A word-for-word copy of every entry below is required; the images do not belong in it.

----- Input records

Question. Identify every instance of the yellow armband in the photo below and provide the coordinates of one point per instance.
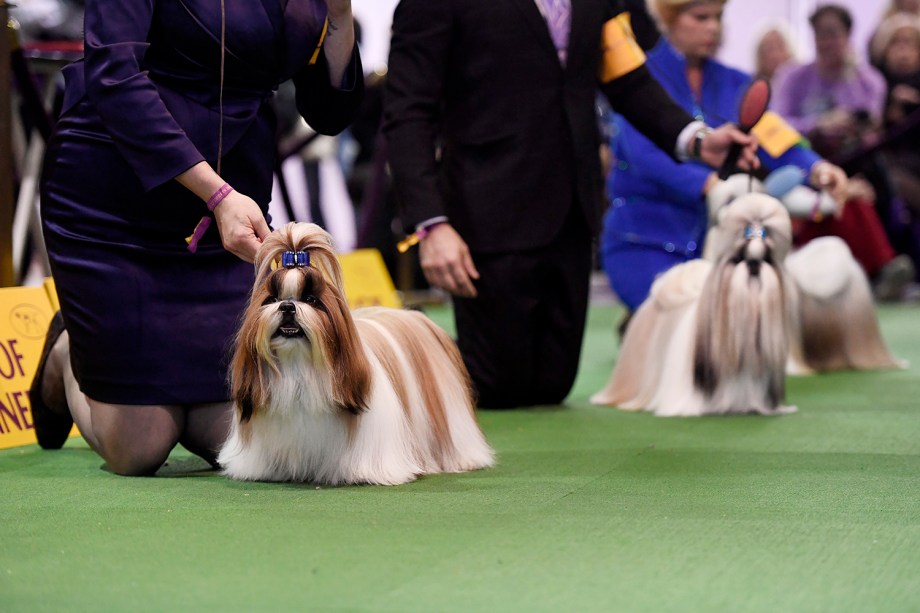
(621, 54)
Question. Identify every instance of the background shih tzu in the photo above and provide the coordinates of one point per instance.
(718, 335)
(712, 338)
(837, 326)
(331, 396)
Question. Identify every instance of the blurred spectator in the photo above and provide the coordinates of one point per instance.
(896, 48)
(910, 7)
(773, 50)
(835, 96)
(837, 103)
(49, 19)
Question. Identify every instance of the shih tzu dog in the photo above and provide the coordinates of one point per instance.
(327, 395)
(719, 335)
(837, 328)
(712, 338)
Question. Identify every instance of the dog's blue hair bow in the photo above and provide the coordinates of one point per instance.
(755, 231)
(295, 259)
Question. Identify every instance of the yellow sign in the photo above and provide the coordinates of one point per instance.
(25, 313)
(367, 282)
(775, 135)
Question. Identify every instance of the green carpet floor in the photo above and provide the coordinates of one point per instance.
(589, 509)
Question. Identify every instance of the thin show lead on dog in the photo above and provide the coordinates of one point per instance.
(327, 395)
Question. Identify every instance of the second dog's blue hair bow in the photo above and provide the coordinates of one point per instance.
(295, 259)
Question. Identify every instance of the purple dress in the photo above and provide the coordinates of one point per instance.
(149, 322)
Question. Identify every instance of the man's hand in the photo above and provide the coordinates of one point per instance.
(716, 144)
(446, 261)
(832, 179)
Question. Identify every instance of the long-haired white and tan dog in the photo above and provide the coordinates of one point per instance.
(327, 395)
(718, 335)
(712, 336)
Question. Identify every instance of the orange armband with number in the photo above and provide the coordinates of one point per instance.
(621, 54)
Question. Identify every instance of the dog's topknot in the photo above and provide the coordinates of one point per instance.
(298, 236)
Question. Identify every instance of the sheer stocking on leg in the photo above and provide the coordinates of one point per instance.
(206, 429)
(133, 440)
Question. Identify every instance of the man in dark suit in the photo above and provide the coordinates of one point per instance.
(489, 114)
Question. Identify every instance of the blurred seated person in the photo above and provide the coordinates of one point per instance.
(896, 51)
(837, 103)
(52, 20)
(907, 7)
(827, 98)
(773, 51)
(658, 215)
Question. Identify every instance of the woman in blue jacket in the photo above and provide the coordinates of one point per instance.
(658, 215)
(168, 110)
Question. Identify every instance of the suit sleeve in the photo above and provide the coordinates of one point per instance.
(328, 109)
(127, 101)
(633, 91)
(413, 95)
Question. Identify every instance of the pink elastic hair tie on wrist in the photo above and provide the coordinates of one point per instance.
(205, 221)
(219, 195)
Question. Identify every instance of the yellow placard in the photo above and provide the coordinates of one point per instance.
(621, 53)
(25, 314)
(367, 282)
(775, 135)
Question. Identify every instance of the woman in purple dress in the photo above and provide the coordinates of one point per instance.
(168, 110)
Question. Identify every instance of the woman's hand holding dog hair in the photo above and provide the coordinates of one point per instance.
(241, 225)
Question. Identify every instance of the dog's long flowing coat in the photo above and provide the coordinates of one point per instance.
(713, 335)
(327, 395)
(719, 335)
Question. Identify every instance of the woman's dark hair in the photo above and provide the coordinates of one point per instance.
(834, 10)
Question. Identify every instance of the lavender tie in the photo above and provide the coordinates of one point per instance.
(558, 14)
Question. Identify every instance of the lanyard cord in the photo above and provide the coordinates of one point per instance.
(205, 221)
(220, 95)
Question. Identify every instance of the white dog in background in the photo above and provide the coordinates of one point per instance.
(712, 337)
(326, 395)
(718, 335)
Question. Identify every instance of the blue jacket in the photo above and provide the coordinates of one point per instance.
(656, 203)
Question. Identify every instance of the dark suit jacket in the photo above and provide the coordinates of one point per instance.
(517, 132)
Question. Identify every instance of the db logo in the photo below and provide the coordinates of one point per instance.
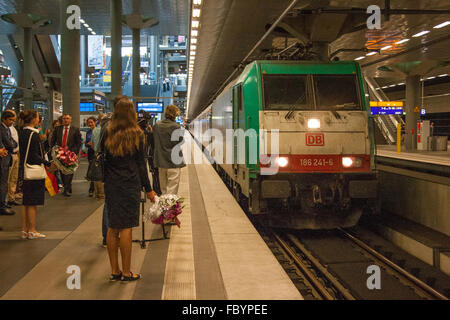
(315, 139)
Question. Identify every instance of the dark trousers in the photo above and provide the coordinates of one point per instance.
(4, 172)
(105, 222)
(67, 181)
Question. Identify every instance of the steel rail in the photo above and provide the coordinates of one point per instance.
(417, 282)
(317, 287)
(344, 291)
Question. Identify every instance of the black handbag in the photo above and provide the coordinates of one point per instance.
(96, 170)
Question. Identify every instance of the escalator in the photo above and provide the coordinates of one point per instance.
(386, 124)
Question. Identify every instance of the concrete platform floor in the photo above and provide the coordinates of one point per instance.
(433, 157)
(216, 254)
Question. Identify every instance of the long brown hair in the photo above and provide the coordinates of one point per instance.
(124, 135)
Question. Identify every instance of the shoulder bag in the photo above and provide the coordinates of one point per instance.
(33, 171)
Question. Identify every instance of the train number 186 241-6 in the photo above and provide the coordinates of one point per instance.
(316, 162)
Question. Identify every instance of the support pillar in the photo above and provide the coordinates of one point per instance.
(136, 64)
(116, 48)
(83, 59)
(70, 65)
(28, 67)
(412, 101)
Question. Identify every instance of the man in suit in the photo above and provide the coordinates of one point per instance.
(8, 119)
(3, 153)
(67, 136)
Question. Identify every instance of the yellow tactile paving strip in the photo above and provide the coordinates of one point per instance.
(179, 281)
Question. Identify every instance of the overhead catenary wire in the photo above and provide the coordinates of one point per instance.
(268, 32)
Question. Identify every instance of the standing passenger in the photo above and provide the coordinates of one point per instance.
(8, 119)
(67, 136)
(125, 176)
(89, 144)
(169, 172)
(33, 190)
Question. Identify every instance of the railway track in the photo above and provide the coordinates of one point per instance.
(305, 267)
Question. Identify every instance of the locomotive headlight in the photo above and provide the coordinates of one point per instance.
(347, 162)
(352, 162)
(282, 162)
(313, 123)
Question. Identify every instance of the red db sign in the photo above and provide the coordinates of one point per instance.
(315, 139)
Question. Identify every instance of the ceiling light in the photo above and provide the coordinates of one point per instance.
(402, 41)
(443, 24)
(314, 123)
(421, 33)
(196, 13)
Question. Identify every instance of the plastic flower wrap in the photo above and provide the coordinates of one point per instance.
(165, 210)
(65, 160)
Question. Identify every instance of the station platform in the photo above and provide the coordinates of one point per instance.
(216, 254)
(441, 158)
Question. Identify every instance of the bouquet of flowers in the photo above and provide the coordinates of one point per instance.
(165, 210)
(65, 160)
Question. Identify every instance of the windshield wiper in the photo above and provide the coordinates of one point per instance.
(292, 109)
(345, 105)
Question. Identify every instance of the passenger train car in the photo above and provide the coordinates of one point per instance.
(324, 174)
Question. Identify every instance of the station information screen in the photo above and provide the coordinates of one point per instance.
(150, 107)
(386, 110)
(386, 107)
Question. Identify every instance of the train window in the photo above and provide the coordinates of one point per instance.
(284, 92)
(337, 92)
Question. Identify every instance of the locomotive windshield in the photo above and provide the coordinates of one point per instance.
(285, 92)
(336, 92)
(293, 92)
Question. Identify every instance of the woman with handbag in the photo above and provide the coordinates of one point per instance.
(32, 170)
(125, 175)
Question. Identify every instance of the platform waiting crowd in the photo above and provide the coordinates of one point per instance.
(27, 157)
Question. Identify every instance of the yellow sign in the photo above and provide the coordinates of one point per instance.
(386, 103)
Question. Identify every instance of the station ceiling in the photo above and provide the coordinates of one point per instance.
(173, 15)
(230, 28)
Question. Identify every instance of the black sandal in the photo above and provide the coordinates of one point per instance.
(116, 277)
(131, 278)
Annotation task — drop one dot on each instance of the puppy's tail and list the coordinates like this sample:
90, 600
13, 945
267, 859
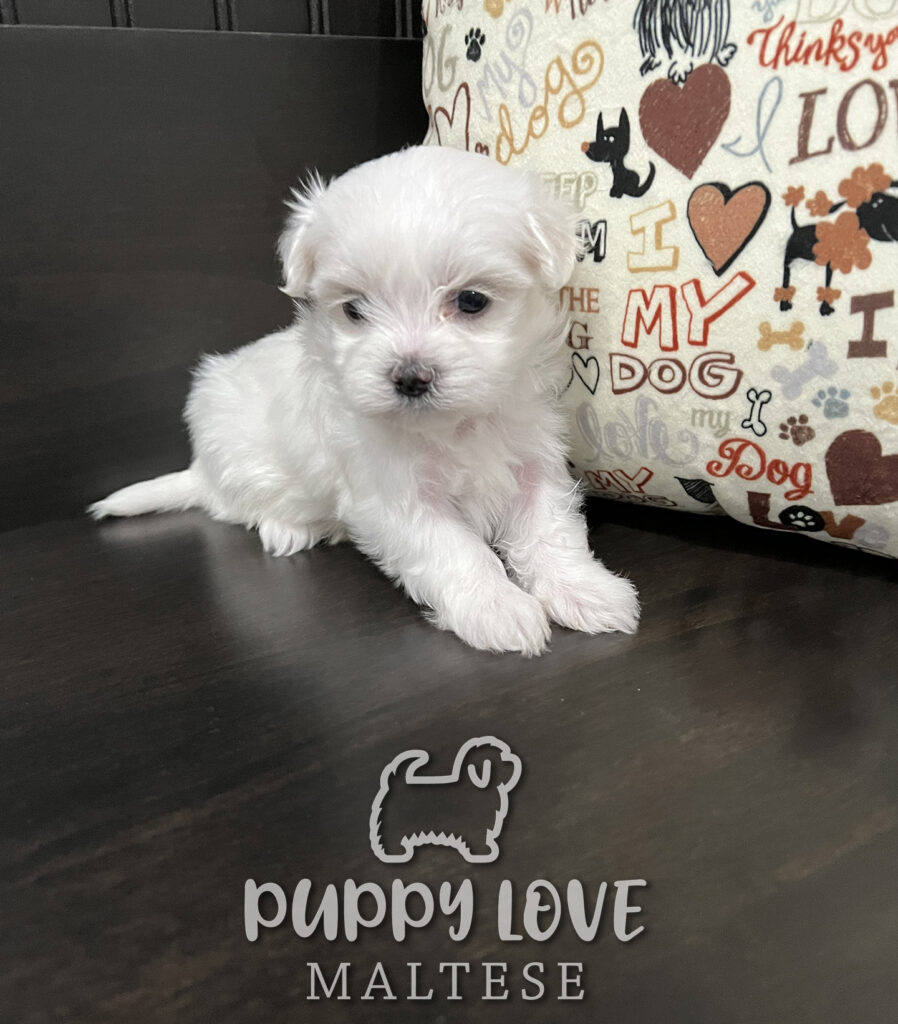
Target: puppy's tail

----------

Answer for this exercise
Question. Identify every instance of the yellow armband in the photo below and provide the coordinates of one point per instance.
(621, 54)
Question. Identify every instance of the background shih tzu in the photo above and provide the coordinates of one point per instance.
(718, 335)
(712, 338)
(837, 326)
(331, 396)
Question. Identify every instance of the blurred spectator in the photo above and provide the coordinates of one point per instance.
(896, 48)
(910, 7)
(773, 50)
(835, 96)
(837, 103)
(49, 19)
Question. Identify every instance of the shih tzu dog in the photo above and provide the coordinates of one point per instance.
(327, 395)
(719, 335)
(837, 328)
(712, 338)
Question. Identify every instance of the dog's blue hair bow in the photo above and provide the coordinates of one point per instance.
(755, 231)
(295, 259)
Question. Identify every instance of the yellow sign in the photo above and provide the coordinates of one point per instance.
(25, 313)
(367, 282)
(775, 135)
Question. Identify every instance of the green carpet floor in the photo above and provide the coordinates of one point per instance.
(589, 509)
Question. Identify every instance of the thin show lead on dog in the photo above and provide the coordinates of one point per instance.
(327, 395)
Question. Identify every instance of the second dog's blue hair bow in the photo above and provide the coordinates of one point per instance.
(295, 259)
Question. Identify every instance of the purple dress in the photo above and provide the coordinates of one point per instance.
(149, 322)
Question. Identify every instance of the man's hand in the photo above and provide the coordinates of one point per instance.
(716, 144)
(446, 261)
(832, 179)
Question. Identify every instance of the long-haired white and tan dog in the photo above and provide the coordinates of one point per instance.
(327, 395)
(718, 335)
(712, 336)
Question. Identify every instance of the orange armband with number in the photo above and provide the coordinates of one point per instance.
(621, 54)
Question. Identify every instance of the dog's topknot in the photo above and provide the coordinates of one point per instance.
(298, 236)
Question. Identify every instance of the sheer stocking on leg in the photo above and provide the coordinates of one point per instance.
(206, 429)
(133, 440)
Question. Identify every instance of the man in dark suit in the photo above and provide the coordinates of one point per instance.
(489, 114)
Question. Identify every instance of the blurred seated person in the photo above and provide the coordinates of one point per instance.
(896, 51)
(837, 103)
(52, 20)
(907, 7)
(827, 98)
(773, 51)
(658, 215)
Question. Identify every instance of the woman in blue jacket in the photo above and provide the coordinates of one point per instance.
(658, 215)
(168, 110)
Question. Identify every instance of the suit sleeve in the photo above and provide the coordinates of one point per instance.
(328, 109)
(127, 101)
(633, 91)
(413, 95)
Question. Identify every instance of the pink elastic hair tie on wrist in the photo above and provide the coordinates of one point per instance.
(205, 221)
(219, 195)
Question. Identify every instance of the yellow placard in the photo above and provide the coordinates of one point per instance.
(621, 53)
(25, 314)
(367, 282)
(775, 135)
Question. Identify every instance of the woman in purple dress in the photo above and provide the coordinates of one point per instance.
(168, 110)
Question. Identify every instance of the woman's hand holding dog hair in the photo above and provide the coordinates of one point per instance.
(241, 225)
Question. Identify every instance of the dog's long flowing coat in the photo above and provide the coordinates of one point per instance.
(713, 335)
(327, 395)
(719, 335)
Question. Identify every instance of the woman's dark hair in the photo above and provide the coordinates of one point per instance.
(834, 10)
Question. Identify every instance of the lavender tie in the photo above and provide the coordinates of one point per instance.
(558, 14)
Question. Identify every instance of the lanyard cord in the photo above and provide the coordinates of one point per instance.
(205, 221)
(220, 95)
Question. Identify every instance of the white dog in background in the photo above and provide the coordinates of one point per instance.
(712, 337)
(326, 395)
(718, 335)
Question. Identify every instance of the blue jacket in the photo above and provide the coordinates of one point per instance.
(656, 203)
Question. Identify every instance of the dark suit jacket in the photo above and provide the coordinates of one point per instance.
(517, 132)
Question. Identify every instance of the db logo in the photo below and provide the coordinates of one point per instance.
(315, 139)
Question. Identify every instance of the dark trousers in the photo above and provide the coordinates of one point per instance.
(4, 172)
(105, 222)
(67, 181)
Question. Identify every instance of the steel rail in the photo above and provide the coordinates of one point per instance.
(417, 282)
(317, 287)
(344, 291)
Question. Identify every instance of the black handbag in the photo above and provide the coordinates of one point per instance.
(96, 170)
Question. Identify every instance of the escalator in the photo above and provide the coordinates of one point per instance.
(386, 124)
Question. Identify every instance of the concrete platform floor in the photo above and provide the coordinates of one point per instance.
(433, 157)
(216, 254)
Question. Identify every instance of the long brown hair in the photo above and provide the coordinates of one point per instance.
(124, 135)
Question. Identify every instance of the shoulder bag in the photo above and provide the coordinates of one point per instance.
(33, 171)
Question. Identify every instance of the train number 186 241-6 in the photo above and provide the coordinates of one point per instance.
(316, 162)
Question. Identify every instance of the support pillar in the photo above and provide the coordinates of one point per instance.
(136, 64)
(116, 48)
(83, 59)
(70, 65)
(28, 67)
(412, 101)
Question. Identify every instance of the man in suit in the photo above and provide the coordinates of one point per instance.
(8, 119)
(3, 153)
(67, 136)
Question. Identify every instance of the yellow tactile paving strip in the photo above and provide the coordinates of one point per instance.
(179, 281)
Question. Identify every instance of the overhead catenary wire in the photo above and provide the coordinates of one point per instance.
(268, 32)
Question. Identify every instance of the standing passenger in the photo above and provide the coordinates of one point per instance.
(8, 119)
(67, 136)
(125, 176)
(89, 144)
(169, 172)
(33, 190)
Question. Identify every instance of the railway track in the photo above and provide the coordinates of one point per instance.
(305, 267)
Question. Identify every instance of the locomotive headlight in the photo above and provide the coordinates of one point per instance.
(347, 162)
(352, 162)
(282, 162)
(313, 123)
Question. Identify every instance of the red db sign in the photo above and provide the coordinates of one point per instance.
(315, 139)
Question. Identify every instance of the ceiling light in the photo above and provide the coordinates of one point per instance.
(402, 41)
(443, 24)
(314, 123)
(421, 33)
(196, 13)
Question. Identify every instance of the plastic flower wrap in the photo above and provide the coordinates of one point per instance.
(165, 210)
(65, 160)
Question. Identify every instance of the station platform in the photo above and provide the coordinates of one point per instance.
(216, 254)
(441, 158)
Question. Identify every instance of the bouquet of flowers in the photo above and provide the coordinates of one point per instance.
(165, 210)
(65, 160)
Question. Identify every instance of the windshield wiper in the photo above and provide the coordinates of one point per instance.
(292, 109)
(345, 105)
Question. Identify every instance of the passenger train car in the photo above and provide the coordinates of one point per instance.
(324, 174)
Question. Identify every instance of the station information screen in the photo above and provide the coordinates of one point per instance.
(150, 107)
(386, 110)
(386, 107)
Question. Identify every instance of the train window in the photo above and provide the coordinates of one point per instance.
(284, 92)
(337, 92)
Question. Identify every instance of the locomotive windshield in the photo above and provide the coordinates of one point per instance.
(285, 92)
(336, 92)
(293, 92)
Question. Identify every instance of the woman with handbag in the photo above and provide the coordinates of one point per instance.
(32, 170)
(125, 175)
Question. Identify every instance of the platform waiting crowd in the photo above and provide the coordinates of one point per instance.
(27, 157)
Question. Identify every instance of the yellow sign in the photo above and provide the coordinates of one point per instance.
(386, 103)
Question. Identify every instance of the station ceiling in the photo above and provide the coordinates of one point per instance.
(173, 15)
(230, 28)
Question. Identify every instance of the black sandal in the photo above and provide the coordinates of one point per instance.
(116, 277)
(131, 278)
Annotation task — drop one dot on each instance of the puppy's tail and list the coordinates like this sample:
90, 600
13, 945
267, 859
Target: puppy's tail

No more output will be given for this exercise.